◆ Given passage:
Boy am I glad I found this thread. I need about 55+ #5 turnouts to complete my layout. At ~ $15 each commerically purchased that would amount to over $800. If I read correctly on the fast tracks web, the jig will run about $120. I don't see how I, or my CFO, could argue with that math.
And, for the ones I have so far laid on my staging yard, I can say I do not particularly like the clickety-clack !
Thanks
Tom
fwright wrote: I'm not trying to talk you out of Fast Tracks jigs, but just pointing out that you can build custom turnouts nearly as easily. I learned how on my own and from an old Jack Work article in Apr 1963 MR, before Fast Tracks existed. Now the jigs are too expensive for what I would gain. yours in handlaid track Fred W
I'm not trying to talk you out of Fast Tracks jigs, but just pointing out that you can build custom turnouts nearly as easily. I learned how on my own and from an old Jack Work article in Apr 1963 MR, before Fast Tracks existed. Now the jigs are too expensive for what I would gain.
yours in handlaid track
Fred W
Fred,
Have you tried one of the Fasttracks jigs? (I'm not being snide or anything - just curious, because my experience is so different)
I handbuilt many turnouts without a Fasttracks jig in the past (from a 1950s article in MR - I don't remember the author). Maybe others' experiences are different, but for me it is much easier now using the jig and point/frog tool. Granted, the Fasttracks tools are pricey, but the ease and accuracy with which a turnout goes together makes the cost more than worth it.

◆ Problem to solve: In the forum thread about building turnouts, what source besides teaching himself does Fred W say he learned from? The rows after this thread are separate material and have nothing to do with it.

◆ Records shown:
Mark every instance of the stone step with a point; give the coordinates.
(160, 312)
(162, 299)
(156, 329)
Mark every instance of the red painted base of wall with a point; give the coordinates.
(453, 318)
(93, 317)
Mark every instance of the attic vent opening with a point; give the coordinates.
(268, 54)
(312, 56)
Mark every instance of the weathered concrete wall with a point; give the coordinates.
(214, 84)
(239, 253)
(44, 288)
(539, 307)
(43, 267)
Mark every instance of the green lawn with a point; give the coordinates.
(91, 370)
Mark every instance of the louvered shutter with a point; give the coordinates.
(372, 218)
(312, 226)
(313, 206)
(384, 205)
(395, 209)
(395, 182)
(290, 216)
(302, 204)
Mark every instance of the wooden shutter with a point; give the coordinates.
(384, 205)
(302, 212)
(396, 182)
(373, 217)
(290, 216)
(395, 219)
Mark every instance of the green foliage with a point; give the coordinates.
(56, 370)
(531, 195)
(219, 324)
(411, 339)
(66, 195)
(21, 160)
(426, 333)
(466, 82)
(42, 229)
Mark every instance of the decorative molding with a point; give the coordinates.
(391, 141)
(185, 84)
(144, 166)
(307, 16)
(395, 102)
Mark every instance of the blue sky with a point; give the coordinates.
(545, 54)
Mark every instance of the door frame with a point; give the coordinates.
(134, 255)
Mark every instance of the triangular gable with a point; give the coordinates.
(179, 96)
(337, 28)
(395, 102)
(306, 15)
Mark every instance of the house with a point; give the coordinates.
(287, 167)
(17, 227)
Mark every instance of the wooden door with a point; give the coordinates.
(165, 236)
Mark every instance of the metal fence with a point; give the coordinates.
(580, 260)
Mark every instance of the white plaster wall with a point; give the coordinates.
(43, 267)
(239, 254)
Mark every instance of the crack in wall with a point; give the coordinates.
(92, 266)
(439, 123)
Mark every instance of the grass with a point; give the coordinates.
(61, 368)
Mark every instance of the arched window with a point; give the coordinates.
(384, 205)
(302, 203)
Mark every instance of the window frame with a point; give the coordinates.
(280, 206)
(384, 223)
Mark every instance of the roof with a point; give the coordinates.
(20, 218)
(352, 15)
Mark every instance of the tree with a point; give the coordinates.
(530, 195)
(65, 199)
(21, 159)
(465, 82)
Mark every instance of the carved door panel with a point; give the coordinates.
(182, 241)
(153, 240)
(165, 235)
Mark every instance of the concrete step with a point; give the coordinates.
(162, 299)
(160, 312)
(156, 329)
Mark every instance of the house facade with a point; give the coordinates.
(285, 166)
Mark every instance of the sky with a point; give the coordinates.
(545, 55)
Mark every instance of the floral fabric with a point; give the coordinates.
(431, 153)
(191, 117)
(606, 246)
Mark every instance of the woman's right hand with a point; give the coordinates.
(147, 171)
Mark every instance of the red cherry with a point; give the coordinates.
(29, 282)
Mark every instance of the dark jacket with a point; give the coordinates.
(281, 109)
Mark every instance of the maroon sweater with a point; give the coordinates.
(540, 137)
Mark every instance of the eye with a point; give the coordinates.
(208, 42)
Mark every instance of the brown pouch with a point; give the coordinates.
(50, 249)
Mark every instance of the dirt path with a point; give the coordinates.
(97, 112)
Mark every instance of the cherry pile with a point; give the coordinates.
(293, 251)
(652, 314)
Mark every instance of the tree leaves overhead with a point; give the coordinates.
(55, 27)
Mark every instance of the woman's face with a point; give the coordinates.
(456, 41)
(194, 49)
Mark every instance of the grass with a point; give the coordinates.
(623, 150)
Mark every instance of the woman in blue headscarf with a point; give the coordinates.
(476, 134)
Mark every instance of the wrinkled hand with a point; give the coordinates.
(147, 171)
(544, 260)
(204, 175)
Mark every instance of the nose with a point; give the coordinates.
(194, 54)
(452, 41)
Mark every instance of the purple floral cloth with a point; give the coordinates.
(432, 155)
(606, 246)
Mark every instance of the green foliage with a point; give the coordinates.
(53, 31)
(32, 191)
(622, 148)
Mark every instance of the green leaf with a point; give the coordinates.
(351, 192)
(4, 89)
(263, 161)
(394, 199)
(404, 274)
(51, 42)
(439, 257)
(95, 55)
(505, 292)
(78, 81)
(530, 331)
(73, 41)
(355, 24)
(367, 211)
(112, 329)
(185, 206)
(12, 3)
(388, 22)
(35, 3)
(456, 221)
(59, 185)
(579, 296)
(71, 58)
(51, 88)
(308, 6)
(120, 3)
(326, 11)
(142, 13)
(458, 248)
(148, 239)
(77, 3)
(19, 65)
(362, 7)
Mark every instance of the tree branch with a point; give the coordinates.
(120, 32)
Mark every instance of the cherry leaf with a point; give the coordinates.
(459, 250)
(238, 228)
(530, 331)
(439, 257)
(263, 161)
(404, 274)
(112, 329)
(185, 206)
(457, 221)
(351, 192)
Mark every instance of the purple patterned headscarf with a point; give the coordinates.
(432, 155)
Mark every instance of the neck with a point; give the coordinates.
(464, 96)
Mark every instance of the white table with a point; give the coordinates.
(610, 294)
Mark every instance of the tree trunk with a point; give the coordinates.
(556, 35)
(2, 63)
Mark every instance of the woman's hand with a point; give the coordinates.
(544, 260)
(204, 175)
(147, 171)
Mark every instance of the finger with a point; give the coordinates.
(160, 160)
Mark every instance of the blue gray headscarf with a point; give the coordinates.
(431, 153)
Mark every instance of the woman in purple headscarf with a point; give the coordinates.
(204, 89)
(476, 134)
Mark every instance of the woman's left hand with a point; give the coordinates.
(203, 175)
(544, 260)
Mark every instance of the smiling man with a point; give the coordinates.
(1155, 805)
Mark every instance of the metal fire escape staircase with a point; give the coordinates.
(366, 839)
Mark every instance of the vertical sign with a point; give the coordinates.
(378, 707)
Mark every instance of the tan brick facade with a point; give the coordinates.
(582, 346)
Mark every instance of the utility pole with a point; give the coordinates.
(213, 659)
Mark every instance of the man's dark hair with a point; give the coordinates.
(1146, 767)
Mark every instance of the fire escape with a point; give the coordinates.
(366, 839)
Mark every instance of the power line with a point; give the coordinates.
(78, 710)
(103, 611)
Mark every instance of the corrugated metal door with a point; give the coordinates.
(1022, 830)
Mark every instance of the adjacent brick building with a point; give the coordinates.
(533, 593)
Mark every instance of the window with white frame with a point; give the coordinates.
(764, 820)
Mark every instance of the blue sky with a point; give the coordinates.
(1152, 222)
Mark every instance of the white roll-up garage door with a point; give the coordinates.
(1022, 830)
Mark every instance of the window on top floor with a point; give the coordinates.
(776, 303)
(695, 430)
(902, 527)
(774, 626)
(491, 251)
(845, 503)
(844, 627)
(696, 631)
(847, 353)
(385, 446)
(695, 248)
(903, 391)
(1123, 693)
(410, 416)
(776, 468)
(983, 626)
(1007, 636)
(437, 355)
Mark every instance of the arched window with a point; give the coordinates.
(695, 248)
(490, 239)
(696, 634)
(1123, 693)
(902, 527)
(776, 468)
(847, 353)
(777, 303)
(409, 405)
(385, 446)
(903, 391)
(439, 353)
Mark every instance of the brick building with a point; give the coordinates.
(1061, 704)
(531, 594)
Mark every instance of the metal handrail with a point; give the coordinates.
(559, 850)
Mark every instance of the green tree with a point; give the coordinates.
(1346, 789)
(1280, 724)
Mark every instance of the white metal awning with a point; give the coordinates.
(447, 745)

◆ Output below: An old Jack Work article in the April 1963 issue of MR.